WHAT THE TASK ASKS:
Every line of the data that includes "white" should be copied out.

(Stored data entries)
--- START ---
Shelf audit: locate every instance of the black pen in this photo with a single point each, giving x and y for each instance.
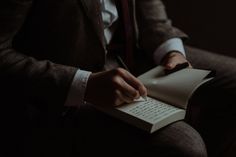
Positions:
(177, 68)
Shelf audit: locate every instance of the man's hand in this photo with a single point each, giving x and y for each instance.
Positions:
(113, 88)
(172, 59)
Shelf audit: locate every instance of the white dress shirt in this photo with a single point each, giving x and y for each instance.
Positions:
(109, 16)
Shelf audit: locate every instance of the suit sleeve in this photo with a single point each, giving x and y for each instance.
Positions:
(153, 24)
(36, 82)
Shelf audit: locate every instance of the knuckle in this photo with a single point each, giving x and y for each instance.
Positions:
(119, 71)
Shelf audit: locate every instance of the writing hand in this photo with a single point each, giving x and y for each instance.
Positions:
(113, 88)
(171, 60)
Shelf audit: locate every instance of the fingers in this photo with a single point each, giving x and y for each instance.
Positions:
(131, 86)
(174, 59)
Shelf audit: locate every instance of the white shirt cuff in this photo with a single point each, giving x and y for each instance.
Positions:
--- END ---
--- START ---
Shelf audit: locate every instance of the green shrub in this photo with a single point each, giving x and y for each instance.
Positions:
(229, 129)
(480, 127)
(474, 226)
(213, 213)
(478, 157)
--- END ---
SOLUTION TO THE PROBLEM:
Shelf audit: locate every instance of the white dress shirt in this photo with a single point each, giving x and y for each instance.
Shelf audit: locate every instance of the white shirt cuff in this photo with a single point each, giving x and y for each instance.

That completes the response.